■ **WHAT YOU WILL DO**
Using the records below, give again exactly the lines from the line that contains "e.g. [[107, 11]]" through the line that contains "e.g. [[142, 258]]", both ends included, and only those.

■ **RAW DATA**
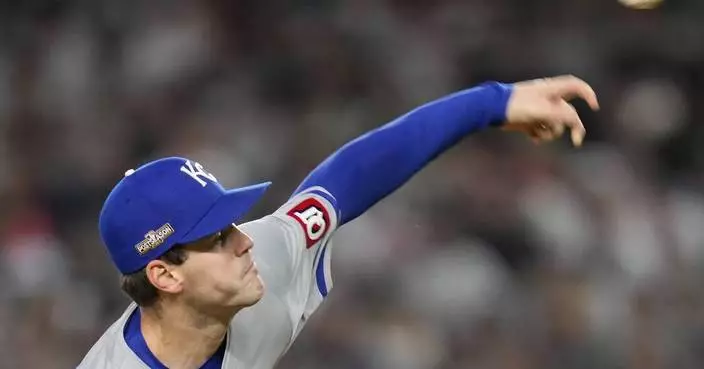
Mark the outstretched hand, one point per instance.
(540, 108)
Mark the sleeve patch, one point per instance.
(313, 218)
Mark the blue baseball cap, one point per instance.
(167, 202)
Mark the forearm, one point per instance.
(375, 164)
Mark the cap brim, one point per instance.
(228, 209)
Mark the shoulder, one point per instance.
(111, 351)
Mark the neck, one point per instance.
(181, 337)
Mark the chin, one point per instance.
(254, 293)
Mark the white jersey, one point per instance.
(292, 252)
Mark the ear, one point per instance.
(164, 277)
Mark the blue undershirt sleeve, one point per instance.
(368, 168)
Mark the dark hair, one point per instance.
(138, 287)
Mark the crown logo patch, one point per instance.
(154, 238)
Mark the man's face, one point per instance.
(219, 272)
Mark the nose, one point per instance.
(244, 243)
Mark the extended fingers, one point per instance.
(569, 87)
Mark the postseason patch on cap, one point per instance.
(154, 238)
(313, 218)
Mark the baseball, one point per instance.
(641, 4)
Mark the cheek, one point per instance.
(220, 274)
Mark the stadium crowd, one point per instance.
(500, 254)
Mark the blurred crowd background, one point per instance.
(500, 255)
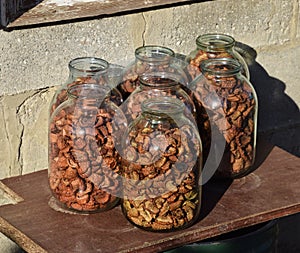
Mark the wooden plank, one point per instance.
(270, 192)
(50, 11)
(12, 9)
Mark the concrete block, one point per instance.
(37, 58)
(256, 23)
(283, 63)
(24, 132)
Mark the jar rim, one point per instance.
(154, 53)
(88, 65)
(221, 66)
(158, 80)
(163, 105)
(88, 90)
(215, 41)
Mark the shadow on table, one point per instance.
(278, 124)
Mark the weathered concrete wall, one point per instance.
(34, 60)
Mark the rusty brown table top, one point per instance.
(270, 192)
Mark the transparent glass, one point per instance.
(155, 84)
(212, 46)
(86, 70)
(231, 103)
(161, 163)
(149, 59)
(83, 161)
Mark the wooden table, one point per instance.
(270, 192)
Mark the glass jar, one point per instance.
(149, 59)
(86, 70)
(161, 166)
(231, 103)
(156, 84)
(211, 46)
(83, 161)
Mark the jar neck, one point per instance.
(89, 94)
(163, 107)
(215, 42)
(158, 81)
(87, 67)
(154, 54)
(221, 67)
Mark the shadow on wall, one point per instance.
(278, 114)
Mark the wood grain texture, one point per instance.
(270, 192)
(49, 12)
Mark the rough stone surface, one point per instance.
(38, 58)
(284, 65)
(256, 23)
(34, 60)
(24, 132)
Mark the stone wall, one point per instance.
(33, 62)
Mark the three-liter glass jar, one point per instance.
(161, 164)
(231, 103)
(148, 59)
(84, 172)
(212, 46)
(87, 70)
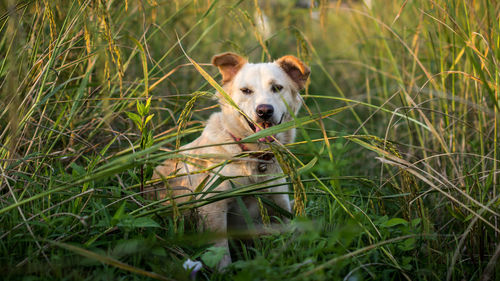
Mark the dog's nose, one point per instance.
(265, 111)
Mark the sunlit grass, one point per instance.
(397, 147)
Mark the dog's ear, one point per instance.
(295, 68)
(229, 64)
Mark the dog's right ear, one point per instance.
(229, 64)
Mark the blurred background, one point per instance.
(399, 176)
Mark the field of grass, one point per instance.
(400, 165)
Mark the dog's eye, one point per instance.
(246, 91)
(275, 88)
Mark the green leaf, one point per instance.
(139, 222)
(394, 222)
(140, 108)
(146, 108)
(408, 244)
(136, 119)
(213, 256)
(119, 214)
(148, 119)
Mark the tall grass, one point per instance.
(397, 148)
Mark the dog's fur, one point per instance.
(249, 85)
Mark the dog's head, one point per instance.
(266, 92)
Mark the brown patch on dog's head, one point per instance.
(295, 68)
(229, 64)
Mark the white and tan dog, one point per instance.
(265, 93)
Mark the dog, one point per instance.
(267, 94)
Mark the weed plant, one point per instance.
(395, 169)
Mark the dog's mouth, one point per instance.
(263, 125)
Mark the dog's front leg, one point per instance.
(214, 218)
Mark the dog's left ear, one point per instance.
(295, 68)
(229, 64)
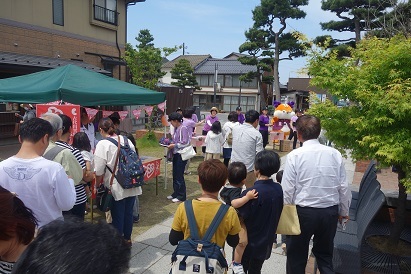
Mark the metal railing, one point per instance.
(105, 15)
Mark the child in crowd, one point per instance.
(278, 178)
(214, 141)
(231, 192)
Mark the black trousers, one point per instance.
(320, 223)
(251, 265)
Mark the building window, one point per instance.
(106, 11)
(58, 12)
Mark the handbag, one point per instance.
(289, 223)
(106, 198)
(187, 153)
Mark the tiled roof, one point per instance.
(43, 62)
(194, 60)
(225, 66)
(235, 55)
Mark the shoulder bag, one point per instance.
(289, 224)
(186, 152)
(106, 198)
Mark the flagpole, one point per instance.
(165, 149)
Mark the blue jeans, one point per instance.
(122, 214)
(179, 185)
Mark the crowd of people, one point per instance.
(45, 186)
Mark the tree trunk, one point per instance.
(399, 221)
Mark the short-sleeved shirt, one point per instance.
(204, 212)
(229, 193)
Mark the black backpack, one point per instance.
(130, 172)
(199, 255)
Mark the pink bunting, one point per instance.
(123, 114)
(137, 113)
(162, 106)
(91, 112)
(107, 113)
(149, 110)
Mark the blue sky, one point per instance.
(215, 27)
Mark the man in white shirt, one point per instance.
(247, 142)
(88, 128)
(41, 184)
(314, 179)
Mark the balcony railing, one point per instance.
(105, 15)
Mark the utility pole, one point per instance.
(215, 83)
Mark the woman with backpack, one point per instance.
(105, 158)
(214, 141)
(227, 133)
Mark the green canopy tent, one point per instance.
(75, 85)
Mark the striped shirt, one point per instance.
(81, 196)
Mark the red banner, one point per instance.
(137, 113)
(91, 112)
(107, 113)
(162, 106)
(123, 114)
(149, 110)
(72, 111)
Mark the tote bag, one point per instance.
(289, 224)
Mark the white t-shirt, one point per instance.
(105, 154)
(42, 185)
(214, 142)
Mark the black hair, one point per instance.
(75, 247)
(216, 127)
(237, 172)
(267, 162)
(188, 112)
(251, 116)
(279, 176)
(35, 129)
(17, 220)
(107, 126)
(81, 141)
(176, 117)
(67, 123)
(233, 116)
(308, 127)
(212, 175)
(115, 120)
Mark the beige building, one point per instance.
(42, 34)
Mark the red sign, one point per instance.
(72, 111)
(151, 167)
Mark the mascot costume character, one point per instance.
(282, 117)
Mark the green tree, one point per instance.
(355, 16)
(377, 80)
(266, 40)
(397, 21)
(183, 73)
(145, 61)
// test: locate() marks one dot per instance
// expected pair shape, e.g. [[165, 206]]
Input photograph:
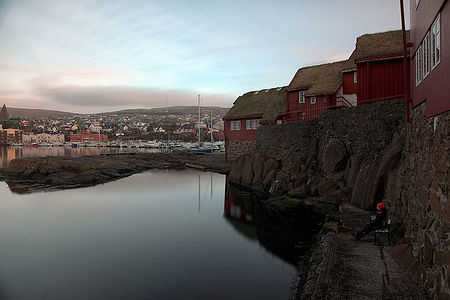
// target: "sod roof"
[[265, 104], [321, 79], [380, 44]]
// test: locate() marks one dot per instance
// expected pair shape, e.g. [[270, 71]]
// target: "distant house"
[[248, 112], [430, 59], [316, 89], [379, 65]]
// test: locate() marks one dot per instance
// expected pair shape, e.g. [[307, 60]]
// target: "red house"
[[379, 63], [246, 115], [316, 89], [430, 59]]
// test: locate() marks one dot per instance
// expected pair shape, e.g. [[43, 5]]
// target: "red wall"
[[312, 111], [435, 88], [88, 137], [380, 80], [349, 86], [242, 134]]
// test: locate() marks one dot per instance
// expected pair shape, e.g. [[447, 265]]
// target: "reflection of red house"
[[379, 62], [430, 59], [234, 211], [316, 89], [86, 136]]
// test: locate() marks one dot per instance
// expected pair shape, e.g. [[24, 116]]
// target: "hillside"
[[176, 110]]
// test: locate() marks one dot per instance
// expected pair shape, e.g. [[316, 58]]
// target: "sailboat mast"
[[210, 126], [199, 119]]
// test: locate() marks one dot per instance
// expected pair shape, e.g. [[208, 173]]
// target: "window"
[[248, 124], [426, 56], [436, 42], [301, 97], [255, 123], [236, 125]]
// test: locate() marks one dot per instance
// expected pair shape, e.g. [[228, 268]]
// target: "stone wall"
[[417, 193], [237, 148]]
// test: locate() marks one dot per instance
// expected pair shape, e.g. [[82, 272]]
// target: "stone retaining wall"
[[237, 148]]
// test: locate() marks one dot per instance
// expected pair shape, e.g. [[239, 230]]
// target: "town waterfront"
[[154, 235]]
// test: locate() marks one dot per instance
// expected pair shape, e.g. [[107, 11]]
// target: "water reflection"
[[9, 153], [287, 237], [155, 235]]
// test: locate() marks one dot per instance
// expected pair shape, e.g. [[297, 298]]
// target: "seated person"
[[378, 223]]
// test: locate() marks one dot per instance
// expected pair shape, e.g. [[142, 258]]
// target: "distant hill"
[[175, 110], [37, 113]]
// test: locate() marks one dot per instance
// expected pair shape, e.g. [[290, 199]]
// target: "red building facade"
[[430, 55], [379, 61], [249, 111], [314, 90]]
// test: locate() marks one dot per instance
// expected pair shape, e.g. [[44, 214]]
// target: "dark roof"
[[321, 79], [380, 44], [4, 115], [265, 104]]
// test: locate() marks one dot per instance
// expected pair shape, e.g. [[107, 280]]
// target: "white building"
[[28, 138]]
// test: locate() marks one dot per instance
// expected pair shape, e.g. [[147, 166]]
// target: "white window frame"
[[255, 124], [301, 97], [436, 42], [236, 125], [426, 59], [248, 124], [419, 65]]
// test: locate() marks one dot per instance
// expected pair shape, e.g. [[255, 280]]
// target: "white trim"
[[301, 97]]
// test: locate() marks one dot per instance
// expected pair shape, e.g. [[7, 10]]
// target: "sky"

--

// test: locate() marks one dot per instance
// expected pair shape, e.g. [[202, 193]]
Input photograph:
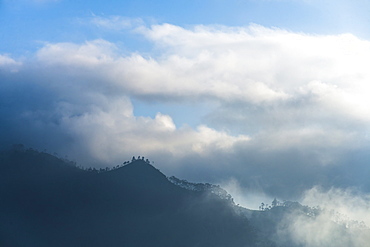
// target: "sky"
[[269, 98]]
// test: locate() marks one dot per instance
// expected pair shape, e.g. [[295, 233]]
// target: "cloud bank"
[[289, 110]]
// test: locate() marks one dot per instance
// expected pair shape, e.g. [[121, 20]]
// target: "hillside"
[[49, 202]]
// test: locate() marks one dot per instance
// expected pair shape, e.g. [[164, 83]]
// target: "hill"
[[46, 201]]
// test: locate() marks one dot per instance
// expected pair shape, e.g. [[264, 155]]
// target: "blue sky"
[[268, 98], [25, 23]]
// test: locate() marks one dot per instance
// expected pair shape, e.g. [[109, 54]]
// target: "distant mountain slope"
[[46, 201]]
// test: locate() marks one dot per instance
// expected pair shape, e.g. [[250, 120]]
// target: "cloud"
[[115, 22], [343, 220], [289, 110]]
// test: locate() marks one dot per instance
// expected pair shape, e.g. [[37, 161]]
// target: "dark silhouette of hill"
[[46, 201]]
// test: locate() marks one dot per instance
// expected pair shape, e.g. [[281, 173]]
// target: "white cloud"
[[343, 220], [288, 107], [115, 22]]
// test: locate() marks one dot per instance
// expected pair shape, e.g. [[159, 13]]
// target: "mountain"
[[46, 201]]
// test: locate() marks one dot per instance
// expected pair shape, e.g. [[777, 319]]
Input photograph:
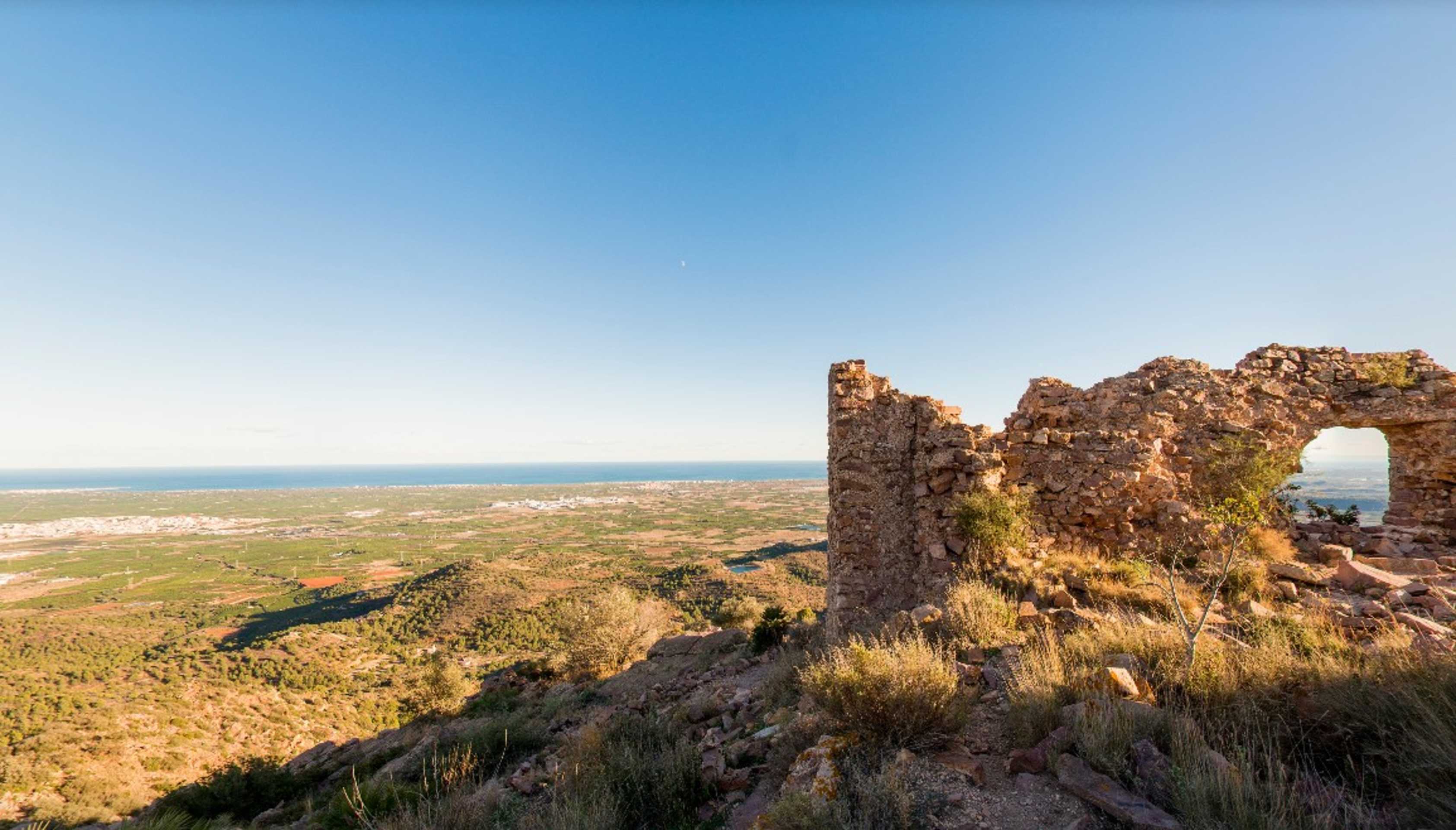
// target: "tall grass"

■ **TASK RESULT**
// expected pair shape, e.g. [[107, 11]]
// target: "water reflection"
[[9, 153], [287, 237], [155, 235]]
// test: locate() marks one dot per instance
// expected pair shape, e.g. [[297, 298]]
// target: "seated person"
[[378, 223]]
// test: locate() marks one dot per instance
// expected pair shape, e.g. [[142, 258]]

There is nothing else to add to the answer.